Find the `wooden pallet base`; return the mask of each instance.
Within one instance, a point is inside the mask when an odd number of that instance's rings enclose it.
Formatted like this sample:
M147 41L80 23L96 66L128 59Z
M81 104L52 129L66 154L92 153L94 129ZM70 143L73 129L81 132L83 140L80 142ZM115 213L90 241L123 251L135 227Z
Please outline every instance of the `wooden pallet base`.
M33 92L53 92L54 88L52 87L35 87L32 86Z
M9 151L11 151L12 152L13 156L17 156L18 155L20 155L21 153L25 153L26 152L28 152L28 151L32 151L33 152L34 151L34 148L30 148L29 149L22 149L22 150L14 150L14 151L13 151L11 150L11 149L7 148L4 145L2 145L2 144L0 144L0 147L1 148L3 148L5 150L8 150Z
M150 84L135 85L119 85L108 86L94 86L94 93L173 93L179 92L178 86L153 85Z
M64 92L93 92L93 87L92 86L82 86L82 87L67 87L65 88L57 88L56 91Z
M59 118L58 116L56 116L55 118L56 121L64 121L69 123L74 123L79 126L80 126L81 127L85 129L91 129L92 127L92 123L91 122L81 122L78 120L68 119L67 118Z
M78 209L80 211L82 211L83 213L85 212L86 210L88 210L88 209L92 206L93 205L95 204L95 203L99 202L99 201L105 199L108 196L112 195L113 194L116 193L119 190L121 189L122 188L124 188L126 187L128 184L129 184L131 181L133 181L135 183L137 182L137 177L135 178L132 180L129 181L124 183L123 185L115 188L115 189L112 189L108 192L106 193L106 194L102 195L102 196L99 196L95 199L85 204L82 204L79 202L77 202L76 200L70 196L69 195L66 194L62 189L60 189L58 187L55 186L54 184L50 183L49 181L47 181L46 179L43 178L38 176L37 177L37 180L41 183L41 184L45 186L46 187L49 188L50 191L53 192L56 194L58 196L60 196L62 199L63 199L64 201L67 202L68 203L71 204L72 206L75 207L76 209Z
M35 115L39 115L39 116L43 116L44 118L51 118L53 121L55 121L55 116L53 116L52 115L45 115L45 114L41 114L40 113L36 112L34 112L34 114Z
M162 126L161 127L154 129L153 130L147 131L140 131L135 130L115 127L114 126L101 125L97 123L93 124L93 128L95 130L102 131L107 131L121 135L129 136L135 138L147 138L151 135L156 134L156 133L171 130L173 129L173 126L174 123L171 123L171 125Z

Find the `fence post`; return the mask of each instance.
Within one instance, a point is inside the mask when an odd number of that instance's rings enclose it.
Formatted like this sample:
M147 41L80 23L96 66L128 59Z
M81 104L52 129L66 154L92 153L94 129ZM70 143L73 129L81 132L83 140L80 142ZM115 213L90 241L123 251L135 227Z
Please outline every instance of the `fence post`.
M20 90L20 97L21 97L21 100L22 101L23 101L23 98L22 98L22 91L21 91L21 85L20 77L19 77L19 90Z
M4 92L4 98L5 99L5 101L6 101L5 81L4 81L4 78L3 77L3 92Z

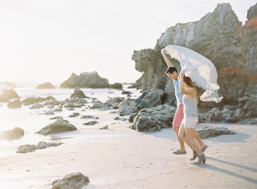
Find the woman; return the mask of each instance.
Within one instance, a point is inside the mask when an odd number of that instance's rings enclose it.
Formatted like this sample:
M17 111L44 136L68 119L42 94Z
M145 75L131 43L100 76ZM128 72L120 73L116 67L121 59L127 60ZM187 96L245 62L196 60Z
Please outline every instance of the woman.
M191 160L195 159L198 156L198 161L194 163L200 164L202 162L204 163L206 158L194 137L194 132L197 132L195 126L198 120L198 93L195 85L190 78L186 77L182 71L180 72L180 75L179 92L184 94L184 118L179 131L179 136L193 150L193 157Z

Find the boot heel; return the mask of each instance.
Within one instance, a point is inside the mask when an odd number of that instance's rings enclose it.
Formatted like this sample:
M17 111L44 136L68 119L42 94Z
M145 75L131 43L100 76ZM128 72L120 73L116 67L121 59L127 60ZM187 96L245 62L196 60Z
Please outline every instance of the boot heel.
M195 159L195 158L197 158L198 156L198 154L195 151L193 151L193 157L189 159L190 160L192 161Z

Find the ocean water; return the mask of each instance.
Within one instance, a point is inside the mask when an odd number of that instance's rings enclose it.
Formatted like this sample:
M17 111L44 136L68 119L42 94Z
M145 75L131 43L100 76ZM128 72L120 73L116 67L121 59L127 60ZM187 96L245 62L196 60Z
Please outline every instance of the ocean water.
M74 92L73 89L60 88L59 87L55 89L36 89L35 87L40 83L37 82L19 82L14 83L18 87L14 88L14 90L21 97L20 100L23 100L29 97L46 97L51 96L57 100L64 100L69 98L71 95ZM60 83L51 83L55 86L59 86ZM131 98L137 98L140 96L141 93L140 89L129 89L130 85L123 85L123 90L129 91L132 93L131 94ZM127 95L123 94L123 91L114 89L81 89L85 95L90 98L97 98L102 102L104 103L110 97L123 97L127 98ZM10 101L12 101L15 99ZM68 110L67 109L63 108L62 111L54 112L54 115L45 115L41 114L50 110L53 110L57 107L55 106L53 109L50 109L45 106L44 108L39 109L30 109L29 108L32 105L22 105L21 108L15 109L10 109L7 107L8 103L0 103L0 132L11 130L15 127L19 127L24 130L24 136L20 139L12 140L2 139L0 140L0 149L1 153L0 157L7 157L16 154L17 148L19 146L25 144L35 144L41 141L47 142L52 142L56 141L63 142L65 140L54 140L55 139L72 138L82 137L80 129L84 129L87 127L83 124L83 123L95 120L99 123L95 125L96 128L97 125L103 124L108 124L119 123L128 123L127 120L122 121L116 120L114 118L118 116L117 113L111 113L112 111L117 110L106 110L99 111L97 109L87 109L85 108L86 106L92 104L90 100L88 101L88 104L85 104L85 106L80 108L74 108L74 110ZM78 112L81 115L76 118L68 117L69 115L74 113ZM82 115L92 115L97 116L99 119L97 120L90 119L80 119ZM55 116L61 116L63 119L68 120L70 123L74 125L77 129L76 130L55 133L43 136L35 133L42 128L44 127L56 120L50 120L50 118ZM123 116L127 119L129 116Z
----------------------------------------
* **Work to be completed**: Retype every item above word for word, leaving out the pictures.

* **Solution to the problem**:
Find the `wooden pallet base`; return the mask of each instance.
Within one instance, a point is inside the mask when an odd number of that instance's rings enclose it.
Formatted like this sample:
M147 41L80 23L96 66L128 59Z
M81 104L52 129L66 154L92 153L94 129ZM70 143L73 129L81 132L83 140L80 142ZM115 213L90 241L123 251L135 227Z
Please outline every instance of the `wooden pallet base`.
M33 92L53 92L54 88L52 87L35 87L32 86Z
M9 151L11 151L12 152L13 156L17 156L18 155L20 155L21 153L25 153L26 152L28 152L28 151L32 151L33 152L34 151L34 148L30 148L29 149L22 149L22 150L14 150L14 151L13 151L11 150L11 149L7 148L4 145L2 145L2 144L0 144L0 147L1 148L3 148L5 150L8 150Z
M150 84L135 85L119 85L108 86L94 86L94 93L173 93L179 92L178 86L153 85Z
M64 92L93 92L93 87L92 86L82 86L82 87L67 87L65 88L57 88L56 91Z
M59 118L58 116L56 116L55 118L56 121L64 121L69 123L74 123L79 126L80 126L81 127L85 129L91 129L92 127L92 123L91 122L81 122L78 120L68 119L67 118Z
M78 209L80 211L82 211L83 213L85 212L86 210L88 210L88 209L92 206L93 205L95 204L95 203L99 202L99 201L105 199L108 196L112 195L113 194L116 193L119 190L121 189L122 188L124 188L126 187L128 184L129 184L131 181L133 181L135 183L137 182L137 177L135 178L132 180L129 181L124 183L123 185L115 188L115 189L112 189L108 192L106 193L106 194L102 195L102 196L99 196L95 199L85 204L82 204L79 202L77 202L76 200L70 196L69 195L66 194L62 189L60 189L58 187L55 186L54 184L50 183L49 181L47 181L46 179L43 178L38 176L37 177L37 180L41 183L41 184L45 186L46 187L49 188L50 191L53 192L56 194L58 196L60 196L62 199L63 199L64 201L67 202L68 203L71 204L72 206L75 207L76 209Z
M35 115L39 115L39 116L43 116L44 118L51 118L53 121L55 121L55 116L53 116L52 115L45 115L45 114L41 114L40 113L36 112L34 112L34 114Z
M162 126L161 127L154 129L153 130L147 131L140 131L135 130L115 127L114 126L101 125L97 123L93 124L93 128L95 130L102 131L107 131L121 135L129 136L135 138L147 138L151 135L156 134L156 133L171 130L173 129L173 126L174 123L171 123L171 125Z

Find the `fence post`; return the mask of each instance.
Within one instance, a point is inside the mask when an odd number of that instance's rings enclose it.
Formatted like this sample:
M147 41L80 23L96 66L128 59Z
M81 104L52 129L66 154L92 153L94 129ZM70 143L73 129L81 132L83 140L80 142ZM115 213L90 241L123 251L135 227Z
Please outline every instance of the `fence post`.
M20 90L20 97L21 97L21 100L22 101L23 101L23 98L22 98L22 91L21 91L21 85L20 77L19 77L19 90Z
M4 92L4 98L5 99L5 101L6 101L5 81L4 81L4 78L3 77L3 92Z

Find the woman; return the mask of each instance.
Within one instance, a point is inside the mask when an odd number of that instance's rings enclose it.
Formatted like this sample:
M17 111L44 136L68 119L42 94Z
M145 75L131 43L100 76ZM128 72L120 73L116 67L121 59L127 60ZM187 96L245 62L196 60Z
Please outline every instance of the woman.
M191 160L195 159L198 156L198 161L194 163L200 164L202 162L204 163L206 158L194 137L194 132L197 132L195 126L198 120L198 93L195 85L190 78L186 77L182 71L180 72L180 75L179 92L184 94L184 118L179 131L179 136L193 150L193 157Z

Find the boot heel; return the mask of each instance.
Within one instance, a point is inside the mask when an odd number of that instance's rings enclose it.
Formatted like this sample:
M17 111L44 136L68 119L42 94Z
M145 75L131 43L100 76ZM128 72L120 73L116 67L121 59L127 60ZM187 96L245 62L196 60Z
Please outline every instance of the boot heel.
M195 159L195 158L197 158L198 156L198 154L195 151L193 151L193 157L189 159L190 160L192 161Z

Find the ocean water; return the mask of each instance.
Within one instance, a point is inside the mask when an odd number of that instance's rings enclose it.
Formatted like this sample:
M17 111L44 136L68 119L42 94Z
M145 75L131 43L100 76ZM128 72L120 73L116 67L121 59L127 60ZM187 96L245 62L196 60Z
Please outline every instance of the ocean water.
M74 92L73 89L60 88L59 87L55 89L36 89L35 87L40 83L37 82L19 82L14 83L18 87L14 88L14 90L21 97L20 100L23 100L29 97L46 97L51 96L57 100L64 100L69 98L71 95ZM60 83L51 83L55 86L59 86ZM131 98L137 98L140 96L141 93L140 89L129 89L130 85L123 85L123 90L129 91L132 93L131 94ZM127 95L123 94L123 91L114 89L81 89L85 95L90 98L97 98L102 102L104 103L110 97L123 97L127 98ZM10 101L12 101L15 99ZM68 110L67 109L63 108L62 111L54 112L54 115L45 115L41 114L50 110L53 110L57 107L55 106L53 109L50 109L45 106L44 108L39 109L30 109L29 108L32 105L22 105L21 108L15 109L10 109L7 107L8 103L0 103L0 132L11 130L15 127L19 127L24 130L24 136L20 139L12 140L2 139L0 140L0 149L1 153L0 157L7 157L16 154L17 148L19 146L25 144L35 144L41 141L47 142L52 142L56 141L63 142L65 140L54 140L55 139L72 138L82 137L80 129L84 129L87 127L83 124L83 123L95 120L99 123L95 125L96 128L97 125L103 124L108 124L119 123L128 123L127 120L122 121L116 120L114 118L118 116L117 113L111 113L112 111L117 110L106 110L99 111L97 109L87 109L85 108L86 106L92 104L90 100L88 101L88 104L85 104L85 106L80 108L74 108L74 110ZM78 112L81 115L76 118L68 117L69 115L74 113ZM82 115L92 115L97 116L99 119L97 120L90 119L80 119ZM55 116L61 116L63 119L68 120L70 123L74 125L77 129L76 130L55 133L43 136L35 133L42 128L44 127L56 120L50 120L50 118ZM123 116L127 119L129 116Z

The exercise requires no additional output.